→ **Your objective**: Type out the full set of entries again, unchanged.

─── Input for this task ───

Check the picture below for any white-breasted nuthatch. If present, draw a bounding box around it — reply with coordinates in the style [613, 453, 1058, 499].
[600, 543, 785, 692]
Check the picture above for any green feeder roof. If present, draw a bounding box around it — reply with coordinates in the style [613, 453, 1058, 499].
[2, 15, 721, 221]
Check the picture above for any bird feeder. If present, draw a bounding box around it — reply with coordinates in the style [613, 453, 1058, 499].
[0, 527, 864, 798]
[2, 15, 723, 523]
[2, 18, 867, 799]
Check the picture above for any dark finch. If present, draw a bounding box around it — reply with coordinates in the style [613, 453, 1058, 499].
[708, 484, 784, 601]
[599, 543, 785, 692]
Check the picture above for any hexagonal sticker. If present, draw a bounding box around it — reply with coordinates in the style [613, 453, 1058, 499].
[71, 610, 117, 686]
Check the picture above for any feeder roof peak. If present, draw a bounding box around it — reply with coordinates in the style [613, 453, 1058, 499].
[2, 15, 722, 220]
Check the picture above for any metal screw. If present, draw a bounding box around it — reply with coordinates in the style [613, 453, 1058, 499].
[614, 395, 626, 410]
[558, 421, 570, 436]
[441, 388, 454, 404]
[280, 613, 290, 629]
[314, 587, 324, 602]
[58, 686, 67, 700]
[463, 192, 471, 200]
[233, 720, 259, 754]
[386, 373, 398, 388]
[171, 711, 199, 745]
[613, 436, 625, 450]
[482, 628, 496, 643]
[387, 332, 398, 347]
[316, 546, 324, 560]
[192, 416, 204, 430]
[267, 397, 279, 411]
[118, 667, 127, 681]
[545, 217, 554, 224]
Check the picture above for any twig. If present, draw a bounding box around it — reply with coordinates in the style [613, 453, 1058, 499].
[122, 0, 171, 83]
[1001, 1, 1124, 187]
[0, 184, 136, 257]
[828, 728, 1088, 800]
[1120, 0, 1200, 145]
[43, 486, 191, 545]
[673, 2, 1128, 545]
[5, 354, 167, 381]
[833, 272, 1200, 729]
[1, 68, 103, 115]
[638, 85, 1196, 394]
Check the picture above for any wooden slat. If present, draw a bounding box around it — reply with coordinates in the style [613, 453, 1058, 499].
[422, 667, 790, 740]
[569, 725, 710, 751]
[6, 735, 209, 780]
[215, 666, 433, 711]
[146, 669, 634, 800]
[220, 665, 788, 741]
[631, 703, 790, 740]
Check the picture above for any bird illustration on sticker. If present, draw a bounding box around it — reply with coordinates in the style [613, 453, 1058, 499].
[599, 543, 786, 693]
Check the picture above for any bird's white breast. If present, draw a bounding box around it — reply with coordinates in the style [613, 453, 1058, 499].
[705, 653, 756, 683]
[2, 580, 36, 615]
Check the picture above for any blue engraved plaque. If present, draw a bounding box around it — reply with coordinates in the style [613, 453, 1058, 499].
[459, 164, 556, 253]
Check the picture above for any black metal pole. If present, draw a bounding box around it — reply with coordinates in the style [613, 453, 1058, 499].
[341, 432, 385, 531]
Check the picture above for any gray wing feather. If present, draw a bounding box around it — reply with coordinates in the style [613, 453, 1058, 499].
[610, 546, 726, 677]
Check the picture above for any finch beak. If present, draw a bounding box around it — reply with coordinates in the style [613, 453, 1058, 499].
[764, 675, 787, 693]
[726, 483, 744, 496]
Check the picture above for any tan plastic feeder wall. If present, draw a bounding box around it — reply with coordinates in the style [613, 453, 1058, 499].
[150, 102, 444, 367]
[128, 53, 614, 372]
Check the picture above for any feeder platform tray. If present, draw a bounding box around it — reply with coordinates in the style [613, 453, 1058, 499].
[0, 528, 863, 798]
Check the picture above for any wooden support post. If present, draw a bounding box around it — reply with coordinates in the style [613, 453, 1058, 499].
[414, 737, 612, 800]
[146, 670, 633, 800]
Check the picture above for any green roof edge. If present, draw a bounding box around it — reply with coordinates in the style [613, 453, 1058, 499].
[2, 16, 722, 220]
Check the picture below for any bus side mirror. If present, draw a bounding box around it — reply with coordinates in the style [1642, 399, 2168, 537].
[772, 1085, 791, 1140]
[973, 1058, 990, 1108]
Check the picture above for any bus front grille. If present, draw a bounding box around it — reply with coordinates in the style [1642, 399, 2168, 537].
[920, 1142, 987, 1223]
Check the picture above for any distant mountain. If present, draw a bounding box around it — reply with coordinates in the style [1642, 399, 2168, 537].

───

→ **Result below**:
Check the picture below for any white-breasted nuthatch. If present, draw a bounding box around it — reply with coordinates in the style [613, 453, 1058, 499].
[600, 543, 785, 692]
Check the picture above for any green feeder roof. If present, draw a bounding box around it — reply with coordinates in the style [613, 453, 1058, 499].
[2, 15, 721, 221]
Check the picture above for any bird feeder. If present, draw a bounding box around it — reply with coordinates in the style [613, 453, 1058, 499].
[0, 527, 864, 798]
[2, 15, 723, 523]
[2, 18, 867, 799]
Check the picture above for any dark finch. If present, draw a bounding box around it — reply with coordinates in the style [613, 453, 1058, 499].
[708, 484, 784, 601]
[599, 543, 785, 692]
Check the picture above for any hexagonal sticker. If present, draw a bounding box around it — reply with coordinates in the style [613, 453, 1058, 499].
[71, 610, 117, 686]
Check the picture above for any feeder roof peak. If present, draw a bounding box around it — reply with coordinates in the style [613, 453, 1058, 499].
[2, 15, 722, 220]
Check the picture above for any metal screw. If present, draw a bounding box around it — reply with coordinates in the style [613, 453, 1058, 499].
[614, 395, 626, 410]
[558, 421, 570, 436]
[441, 388, 454, 404]
[280, 613, 290, 629]
[314, 587, 324, 602]
[58, 686, 67, 700]
[463, 192, 471, 200]
[233, 720, 259, 754]
[386, 373, 398, 388]
[171, 711, 199, 745]
[613, 436, 625, 450]
[482, 628, 496, 643]
[387, 332, 398, 347]
[316, 546, 324, 560]
[192, 416, 204, 430]
[267, 397, 279, 411]
[118, 667, 127, 681]
[545, 217, 554, 224]
Check the picture above for any twig. If present, draw a bounding box around it — reply with coordinates in the style [613, 453, 1058, 499].
[122, 0, 171, 83]
[1001, 1, 1124, 187]
[0, 184, 136, 257]
[828, 728, 1088, 800]
[1120, 0, 1200, 145]
[43, 486, 191, 545]
[673, 2, 1128, 545]
[5, 354, 167, 381]
[833, 272, 1200, 729]
[1, 68, 103, 115]
[638, 85, 1196, 394]
Check the picture above for any wooden slat. If present, draw a bounding box around it — reply with coordinates in the style [613, 453, 1058, 499].
[422, 667, 790, 740]
[569, 725, 710, 751]
[6, 735, 209, 780]
[215, 666, 433, 711]
[146, 669, 634, 800]
[220, 665, 788, 741]
[631, 703, 790, 740]
Check the picture above for any bird illustration on sticker. If present, draw a bounding box around it — reply with coordinates in the style [613, 453, 1058, 499].
[599, 543, 786, 693]
Check the picture above for any bird's white breast. If present, draw a bounding box around it — reply with coordinates in the style [613, 453, 1058, 499].
[705, 653, 756, 683]
[2, 580, 36, 615]
Check the picture above for any blue engraved plaque. If present, draw a bounding box around it — reply with coordinates in the style [613, 453, 1058, 499].
[459, 164, 556, 253]
Check the picture above for any black metal pole. If present, draw a bounding box around it — reply with coordinates in the style [613, 453, 1058, 499].
[341, 432, 385, 531]
Check the picture above for any gray wing feather. If present, draw a bounding box around it — reply with coordinates in the style [613, 453, 1058, 499].
[610, 546, 726, 677]
Check the picture above for any finch beak. If present, draw a bounding box around it — reply with coordinates in the style [613, 453, 1058, 499].
[764, 675, 787, 693]
[726, 483, 744, 496]
Check the picture above for any tan plastic feeder wall. If present, draw a bounding box around it — reply with coordinates in the style [613, 453, 1058, 499].
[150, 102, 444, 367]
[128, 53, 614, 372]
Check the picture above for any feeder platform tray. If present, draw a bounding box around it — reply with coordinates in the style [613, 453, 1058, 499].
[0, 528, 863, 798]
Check the picture above for any wooden support post. If present, draw a bounding box around it — reply with coordinates in the style [613, 453, 1058, 499].
[414, 737, 612, 800]
[146, 670, 633, 800]
Check the picture above for any green roof edge. If present, draw a bounding box around it — reply with coordinates in the style [613, 453, 1058, 499].
[2, 16, 722, 220]
Check the picture below for any bus side mirror. If present, draw a bounding box around it — reply with coordinates in the style [1642, 399, 2168, 537].
[772, 1085, 791, 1140]
[973, 1058, 990, 1108]
Check the picture above for any bus front grille. If present, draw a bounding box around it — reply with coordinates in the style [1642, 399, 2168, 537].
[920, 1142, 987, 1223]
Check the picture above for any distant mountain. If present, draw a bounding box around it — reply with coordinates in the style [1642, 399, 2168, 537].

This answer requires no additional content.